- Supplied passage

....

Sandblasting is classified as abrasive blasting. This treatment consists of ejecting the abrasive agent at high speed onto the work surface under the influence of compressed air [3]. Many sandblasting agents are available, varying in applications and the size of a single grain. Sandblasting agents may include electrocorundum, copper slag, nut shells, glass beads or soda ash. The sandblasting operation allows one to clean the surface from impurities, to give aesthetic qualities or deliberately change the geometry of the treated surface [11,12,13]. After the sandblasting operation, the surface quality is similar to that obtained after the grinding treatment. The advantage of this method is that a rough and homogeneous structure is obtained on the surface of the material. Sandblasting is often used prior to the application of coatings to the surface of the material; therefore, it is possible to use this method in adhesive bonding technology. Some abrasives, when subjected to high-velocity discharge from the nozzle, can combine with the material to form surface contaminants. This phenomenon must be taken into account to avoid technological errors in adhesive joints. However, for most cases of surface preparation using sandblasting, it is sufficient to wipe the surface with a cleaning agent [14,15,16,17].
Glass, due to its brittle structure, is a material that is difficult to work with. In order to change the structure of the glass surface, it is possible to employ chemical methods that allow the surface of the material to be etched, to apply coatings or to use thermal treatment or abrasive blasting [18,19].
The last type of glass surface treatment is most commonly used for aesthetic purposes. However, the altered structure of the glass surface as a result of sandblasting treatment may contribute to an increase in the adhesive forces [9]. Due to the lack of research using the sandblasting of glass, the article opts for this type of surface preparation of this material. For the research, glass beads and copper slag were chosen because of their hardness on the Mohs scale, which allows the surface structure to be altered without causing major damage to the glass material.
Rudawska et al. [20] conducted an experiment in which the effect of sandblasting pressure on the surface of an aluminium alloy on the strength of single-lap adhesive joints was investigated. In this study, three types of aluminium alloy and one sandblasting agent, EB F54 aloxite, were selected. The surfaces of the samples were sandblasted at pressures of 0.41 MPa, 0.51 MPa and 0.56 MPa. The adhesive bond was a compound of a bisphenol A-based epoxy resin and a polyamide hardener, mixed in a ratio of 100:80. This paper shows that the aluminium alloy surface treatment with sandblasting affects the change in the adhesive joint strength.
Machalická and Eliášová [21] presented a paper where they investigated the influence of various factors on the mechanical properties of adhesive joints in glass structures. Glass–steel, glass–stainless steel and glass–aluminium alloy joints were created. The adhesives used in the work were a single-component polyurethane adhesive, a two-component polyurethane adhesive, a two-component acrylic adhesive and a UV-curable adhesive. The surface of the glass samples in the glass–steel joints was prepared using sandblasting. To carry out the tests, the authors constructed a specimen grip to conduct the strength tests. Two rectangular glass samples were bonded to the metal sample. The tests showed an increase in strength after the glass samples were treated with sandblasting.
The aim of the paper was to prepare adhesive joints formed from materials prepared in different variants using sandblasting treatment, to compare the strength of the formed adhesive joints and to demonstrate the effect of sandblasting treatment on the strength of glass—aluminium alloy adhesive joints.

....

[Collected data]
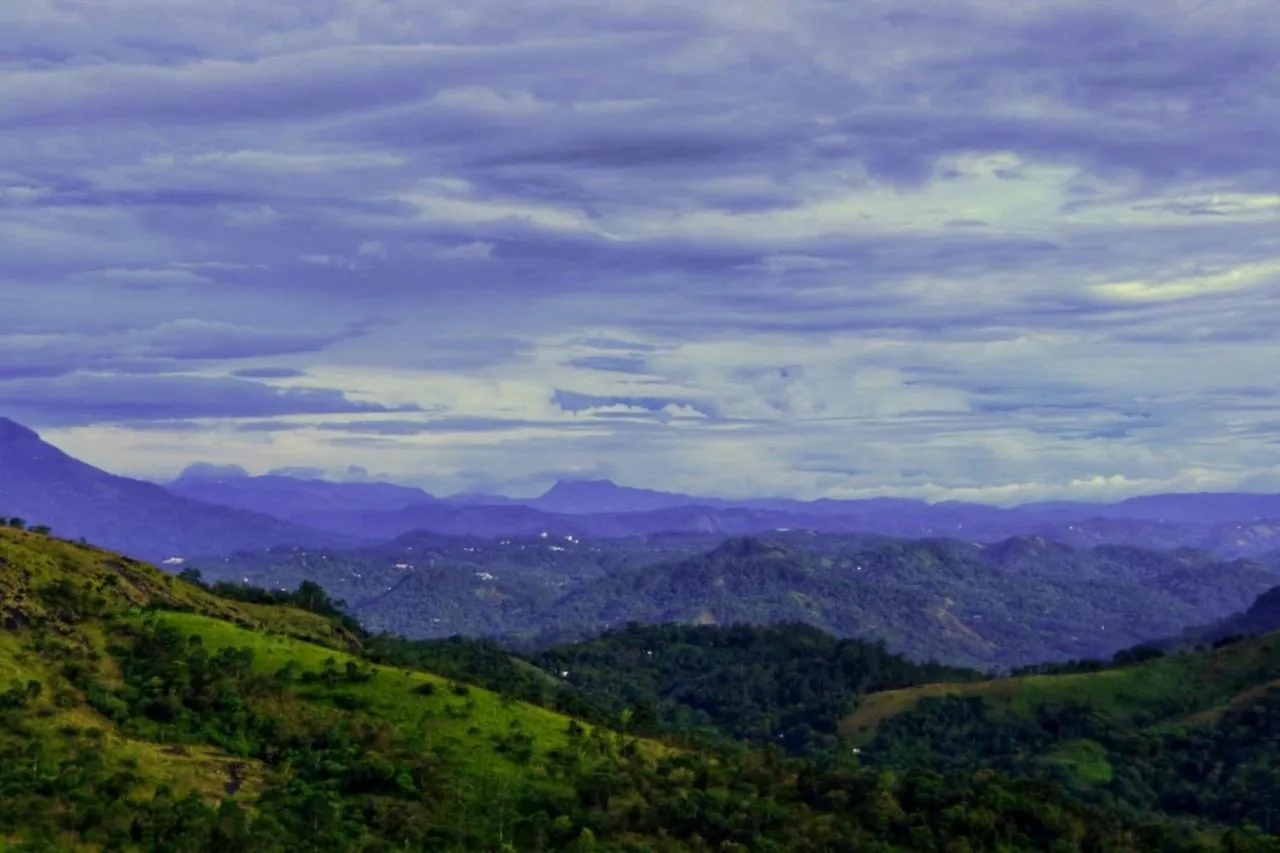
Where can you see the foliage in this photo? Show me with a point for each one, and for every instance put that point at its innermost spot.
(1014, 603)
(321, 748)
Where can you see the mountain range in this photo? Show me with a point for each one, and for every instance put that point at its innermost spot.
(204, 515)
(44, 486)
(1229, 524)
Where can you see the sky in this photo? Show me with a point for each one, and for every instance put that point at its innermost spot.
(963, 249)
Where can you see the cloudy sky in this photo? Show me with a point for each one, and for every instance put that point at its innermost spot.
(947, 249)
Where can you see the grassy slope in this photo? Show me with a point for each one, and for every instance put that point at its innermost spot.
(1187, 688)
(391, 694)
(275, 634)
(28, 561)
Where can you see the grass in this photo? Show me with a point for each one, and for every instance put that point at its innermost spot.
(1086, 760)
(470, 723)
(30, 561)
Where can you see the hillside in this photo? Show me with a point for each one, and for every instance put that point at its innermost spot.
(1187, 734)
(1027, 602)
(1022, 601)
(150, 714)
(44, 486)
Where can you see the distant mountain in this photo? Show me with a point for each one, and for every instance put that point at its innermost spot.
(1226, 524)
(45, 486)
(583, 497)
(1028, 601)
(1261, 617)
(291, 497)
(1022, 601)
(526, 520)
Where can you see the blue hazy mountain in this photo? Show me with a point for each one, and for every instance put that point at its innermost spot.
(44, 486)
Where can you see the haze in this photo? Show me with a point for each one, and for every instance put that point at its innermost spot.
(946, 250)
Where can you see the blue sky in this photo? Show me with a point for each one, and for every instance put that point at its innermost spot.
(972, 250)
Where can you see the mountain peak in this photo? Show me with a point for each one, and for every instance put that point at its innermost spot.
(580, 487)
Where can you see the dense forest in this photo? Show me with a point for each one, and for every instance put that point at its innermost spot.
(1006, 605)
(152, 712)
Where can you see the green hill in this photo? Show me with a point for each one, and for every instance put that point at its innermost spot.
(146, 712)
(1187, 734)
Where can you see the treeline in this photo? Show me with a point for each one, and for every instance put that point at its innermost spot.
(336, 778)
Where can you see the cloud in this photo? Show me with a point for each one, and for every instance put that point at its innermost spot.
(940, 249)
(78, 400)
(211, 471)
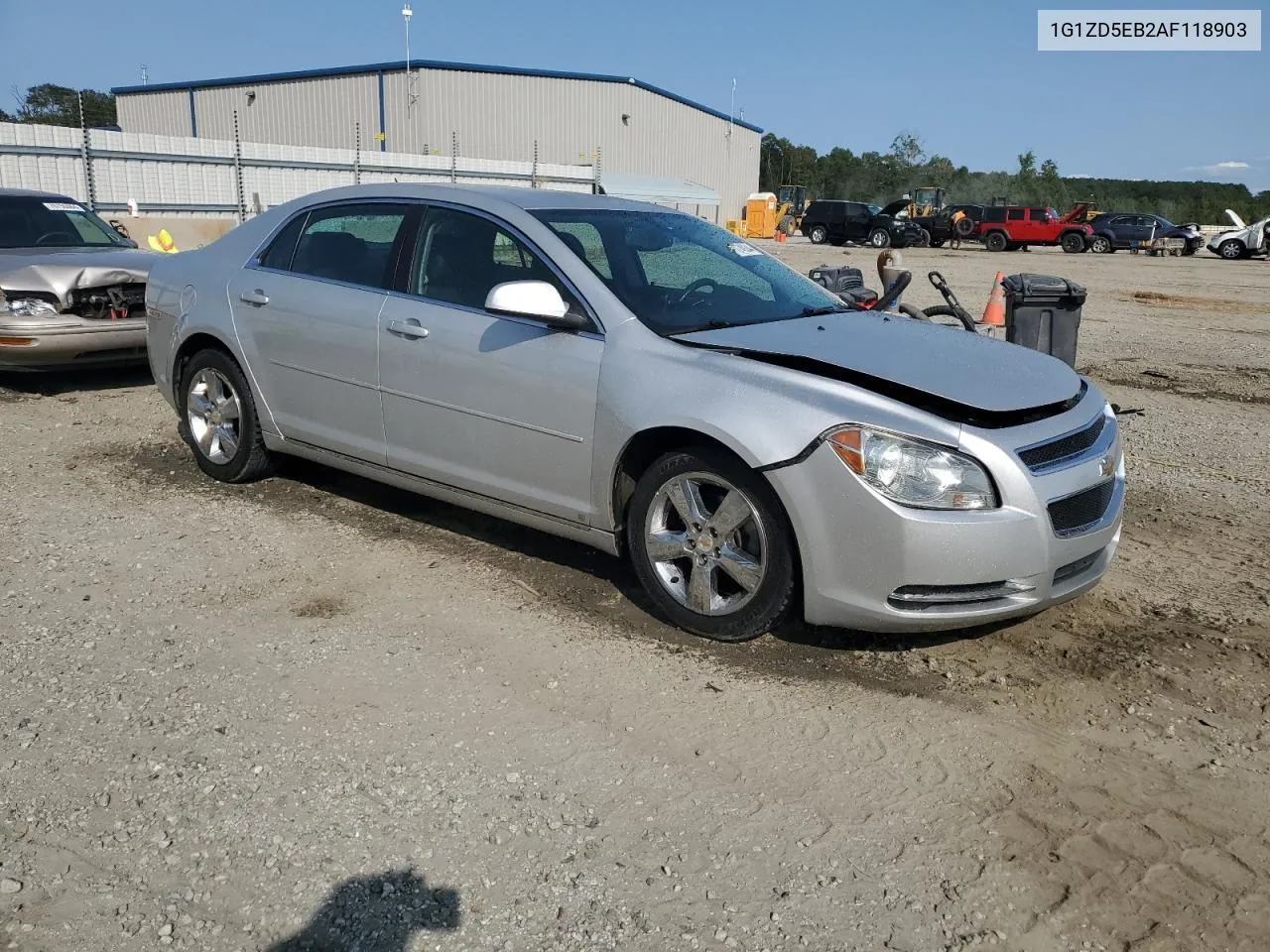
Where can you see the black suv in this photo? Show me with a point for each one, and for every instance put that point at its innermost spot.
(838, 222)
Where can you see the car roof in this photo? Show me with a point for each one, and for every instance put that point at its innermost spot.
(479, 195)
(32, 193)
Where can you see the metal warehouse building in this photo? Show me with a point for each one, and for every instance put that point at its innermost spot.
(648, 143)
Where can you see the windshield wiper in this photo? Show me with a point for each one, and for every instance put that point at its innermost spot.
(822, 311)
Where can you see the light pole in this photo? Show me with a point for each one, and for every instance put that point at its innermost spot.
(407, 13)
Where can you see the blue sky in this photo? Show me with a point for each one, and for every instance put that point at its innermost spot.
(965, 76)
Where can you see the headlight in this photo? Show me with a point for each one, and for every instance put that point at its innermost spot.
(26, 307)
(913, 474)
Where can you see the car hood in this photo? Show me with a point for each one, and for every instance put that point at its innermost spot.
(955, 373)
(62, 271)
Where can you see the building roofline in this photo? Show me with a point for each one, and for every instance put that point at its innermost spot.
(399, 64)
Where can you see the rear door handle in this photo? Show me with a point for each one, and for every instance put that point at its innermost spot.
(408, 329)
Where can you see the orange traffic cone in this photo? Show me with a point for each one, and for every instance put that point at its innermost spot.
(994, 313)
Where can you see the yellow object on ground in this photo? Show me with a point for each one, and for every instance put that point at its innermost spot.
(761, 214)
(163, 243)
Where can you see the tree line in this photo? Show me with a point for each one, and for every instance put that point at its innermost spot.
(50, 104)
(883, 177)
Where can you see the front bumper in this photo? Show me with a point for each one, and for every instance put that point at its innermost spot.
(873, 565)
(33, 344)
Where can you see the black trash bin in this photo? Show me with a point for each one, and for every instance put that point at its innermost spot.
(1043, 312)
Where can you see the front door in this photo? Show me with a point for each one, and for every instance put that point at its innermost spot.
(500, 407)
(308, 313)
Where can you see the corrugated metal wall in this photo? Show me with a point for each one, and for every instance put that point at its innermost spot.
(180, 176)
(494, 116)
(163, 113)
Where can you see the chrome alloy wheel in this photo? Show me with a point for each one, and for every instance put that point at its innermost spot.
(706, 543)
(214, 416)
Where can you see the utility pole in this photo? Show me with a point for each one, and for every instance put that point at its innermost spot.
(407, 13)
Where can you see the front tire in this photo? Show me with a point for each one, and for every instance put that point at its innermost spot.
(711, 544)
(218, 419)
(1074, 243)
(1230, 249)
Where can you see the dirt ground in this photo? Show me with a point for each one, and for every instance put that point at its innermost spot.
(318, 714)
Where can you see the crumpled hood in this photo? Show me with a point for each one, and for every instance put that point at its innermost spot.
(953, 366)
(59, 271)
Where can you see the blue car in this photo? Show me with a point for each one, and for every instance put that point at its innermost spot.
(1118, 230)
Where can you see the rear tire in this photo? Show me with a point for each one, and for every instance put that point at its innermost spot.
(218, 419)
(749, 557)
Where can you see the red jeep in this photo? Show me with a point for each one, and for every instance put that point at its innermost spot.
(1006, 227)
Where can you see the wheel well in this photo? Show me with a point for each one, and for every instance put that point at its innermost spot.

....

- Task set
1/ In the passage on sandblasting, which two abrasives were chosen for the research on glass?
2/ Using the passage on sandblasting, decide whether each statement agrees with it, and give yes or no with the deciding words quoted: (a) Rudawska et al. tested three different sandblasting agents. (b) Machalická and Eliášová sandblasted the glass surfaces in the glass–steel joints. (c) The epoxy resin and polyamide hardener were mixed in a ratio of 100:80.
3/ Extend the passage on sandblasting glass and aluminium for adhesive joints, picking up after its final sentence.

- The results
1/ Glass beads and copper slag.

2/
(a) No: "three types of aluminium alloy and one sandblasting agent, EB F54 aloxite, were selected."
(b) Yes: "The surface of the glass samples in the glass–steel joints was prepared using sandblasting."
(c) Yes: "mixed in a ratio of 100:80."

3/
2. Materials and Methods

2.1. Material Characteristics

The first material used for the test was an aluminium alloy with the designation EN AW-1050A. It is referred to as a pure aluminium alloy due to its very high aluminium content, which is 99.5%. The alloy is characterised by high plasticity, but it has low strength properties and, therefore, is not suitable for machining. Moreover, the alloy is corrosion-resistant and has good weldability and high thermal and heat conductivity, which make it suitable for use in the energy and automotive industries [22]. The application of aluminium alloy EN AW-1050A in industry is also influenced by its appearance, which is valued for the glossy surface of the material. In Table 1 the physical properties of the tested aluminium alloy are presented.
The second adherent forming the adhesive joints was non-tempered soda-lime float glass. This type of glass is used in the construction industry and the automotive industry for glazing. Non-tempered glass is a very brittle material, which splits easily and has low impact strength. In order to change the properties of the glass, it is possible to make modifications to increase the strength and flexibility of the glass by applying tempering or bonding of the glass layers with the use of polyvinyl butyral (PVB) foil [24,25]. Modifications are necessary in the automotive industry, where a vehicle is subjected to dynamic forces that can easily damage the glass.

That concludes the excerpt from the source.